## What the exercise asks
An exact, complete copy of the entries below is required, minus any pictures.

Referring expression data
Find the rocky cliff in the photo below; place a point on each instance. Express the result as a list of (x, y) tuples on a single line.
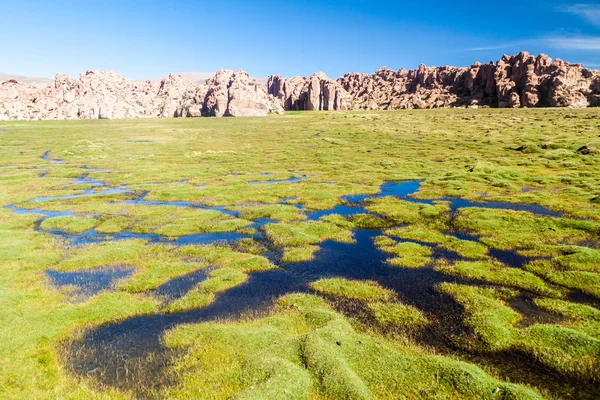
[(315, 93), (514, 81), (109, 95)]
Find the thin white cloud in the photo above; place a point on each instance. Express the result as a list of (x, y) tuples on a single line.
[(589, 12), (501, 46), (573, 43), (577, 43)]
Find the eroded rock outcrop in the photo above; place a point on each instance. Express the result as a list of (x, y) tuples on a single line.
[(315, 93), (514, 81), (95, 95)]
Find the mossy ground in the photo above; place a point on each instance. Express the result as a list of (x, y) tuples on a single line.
[(293, 352)]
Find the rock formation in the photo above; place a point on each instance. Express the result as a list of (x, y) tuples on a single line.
[(315, 93), (514, 81), (95, 95)]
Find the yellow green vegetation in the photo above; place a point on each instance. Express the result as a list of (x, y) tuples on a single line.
[(408, 254), (70, 224), (304, 350), (504, 229), (496, 273), (353, 290), (588, 282), (464, 248), (567, 349), (293, 352), (402, 212), (382, 303)]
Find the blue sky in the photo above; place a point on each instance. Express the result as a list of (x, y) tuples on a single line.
[(142, 39)]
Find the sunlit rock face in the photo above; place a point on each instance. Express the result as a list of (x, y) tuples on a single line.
[(521, 80), (514, 81), (108, 95)]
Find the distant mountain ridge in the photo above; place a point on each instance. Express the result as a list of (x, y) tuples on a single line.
[(26, 79), (200, 78), (515, 81)]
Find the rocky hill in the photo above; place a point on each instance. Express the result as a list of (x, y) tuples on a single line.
[(514, 81), (109, 95)]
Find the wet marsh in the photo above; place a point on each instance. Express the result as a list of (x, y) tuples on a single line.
[(414, 254)]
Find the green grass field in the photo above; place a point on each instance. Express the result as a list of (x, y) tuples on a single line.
[(159, 196)]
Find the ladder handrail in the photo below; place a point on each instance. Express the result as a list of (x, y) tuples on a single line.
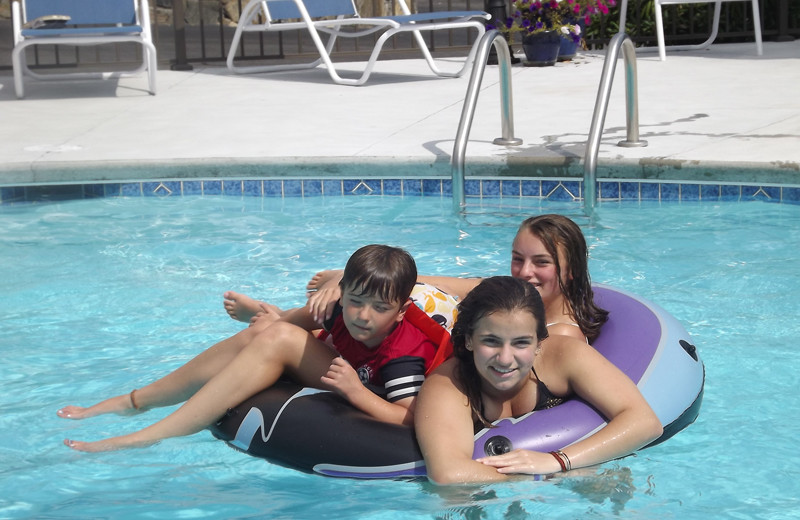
[(620, 40), (492, 37)]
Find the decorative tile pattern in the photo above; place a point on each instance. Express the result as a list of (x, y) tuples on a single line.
[(567, 190)]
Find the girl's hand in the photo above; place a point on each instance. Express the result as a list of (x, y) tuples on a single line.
[(523, 461)]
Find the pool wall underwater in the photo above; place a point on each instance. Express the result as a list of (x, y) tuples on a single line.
[(567, 190), (559, 180)]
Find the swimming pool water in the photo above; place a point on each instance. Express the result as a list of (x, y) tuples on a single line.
[(101, 296)]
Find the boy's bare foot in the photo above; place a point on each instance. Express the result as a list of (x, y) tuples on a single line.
[(120, 405), (240, 307)]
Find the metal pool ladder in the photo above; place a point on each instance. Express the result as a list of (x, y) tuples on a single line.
[(490, 38), (620, 40), (493, 37)]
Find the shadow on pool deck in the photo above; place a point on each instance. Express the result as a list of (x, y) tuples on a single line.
[(706, 112)]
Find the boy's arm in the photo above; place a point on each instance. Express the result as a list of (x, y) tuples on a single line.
[(345, 381)]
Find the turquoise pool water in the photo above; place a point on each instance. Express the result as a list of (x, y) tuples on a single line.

## Answer box
Find the rocky cliff in the photo below; place a point on each instance. Express the result as a list of (x, y) tuples on a single line.
[(315, 93), (514, 81), (109, 95)]
Find the thin white cloud in the photo above; place a point on each instance. Express the result as a list of (x, y) tuples on a single line.
[(589, 12), (501, 46), (573, 43), (577, 43)]
Find the eroded rock outcrop in the photo above; place a point on each instance. Express the result as a list of (x, y) tuples on a single line.
[(315, 93), (514, 81), (95, 95)]
Find the mossy ground in the photo above; place a point on each instance. Express the result as a list of (x, y) tuples on a single line.
[(293, 352)]
Find the rock formation in the photo above; place a point on each instance. Express the result as a list of (x, y) tuples on a single line.
[(315, 93), (514, 81), (95, 95)]
Find the yellow green vegetation in the photo above; place a point on each instance. Express the result as a list of (x, y) tuples on a single line.
[(408, 254), (70, 224), (304, 350), (504, 229), (496, 273), (353, 290), (588, 282), (464, 248), (567, 349), (293, 352), (402, 212), (382, 303)]
Find the blue sky in the photo above; place a point on each instance. Express the result as a list of (x, y) tuples on a single line.
[(142, 39)]
Find the sunlit rock face in the photo above; place a point on each instance. Express the result as a list of (x, y) tuples on a single line.
[(521, 80), (514, 81), (108, 95)]
Find the distant mountain ridge in the photo above; place a point on each instance. Express the result as a list of (x, y) tuples on a single line.
[(26, 79), (200, 78), (515, 81)]
Find the rocky hill in the photo above; place a point on each instance. Express the result as a list of (x, y) tuples on a single line.
[(514, 81), (109, 95)]
Find the wet marsh in the photo above; place a point on each instance. Express the result as a list of (x, y) tuples on a single line.
[(414, 254)]
Find the green grass field in the photo above; place a point on each instance. Express the result as a list of (x, y) tuples on a single line.
[(159, 196)]
Find the ladder handrail in the photo below; place a point on each instance. Express the result as a list of (x, y) tuples on a single line.
[(620, 40), (492, 37)]
Find the decorative tile pattern in the photo above; place a point on each instance. Express the result as a list of (x, y) tuples on a single line.
[(567, 190)]
Find the girl's hand in the photo above; place a point on each instance. Express the result as a list of (x, y) tuples on a single line.
[(523, 461)]
Find the pool wall underwater in the photo above; place a point on each instance. Express the result as a list of (x, y) tuples on a single line.
[(567, 190), (559, 180)]
Find the swimming pool water in the photo above; place a point on each instance. Express the result as a list of (x, y) tuples on a single line.
[(101, 296)]
Find the boy's bare foot in the photo above; place a point on each instance. Express the result as a list of (x, y) tuples on a single line.
[(120, 405), (240, 307)]
Find the metal pool ladder in the photo above; place a point on each instance. Express the result as a list of (x, y) tuples on a single line.
[(490, 38), (620, 40), (493, 37)]
Find the shadow on pool deck in the photo above; place a point on each instance. Express the result as a list of (x, y) tuples on a single line.
[(706, 112)]
Find the boy's arm in the photo above; place a point on each instance. Express the result as a list of (x, y) tuples on a single line.
[(345, 381)]
Find the turquoise pool water in the photo above; place a point on each instance. Express the result as a list of (x, y) tuples on a single line.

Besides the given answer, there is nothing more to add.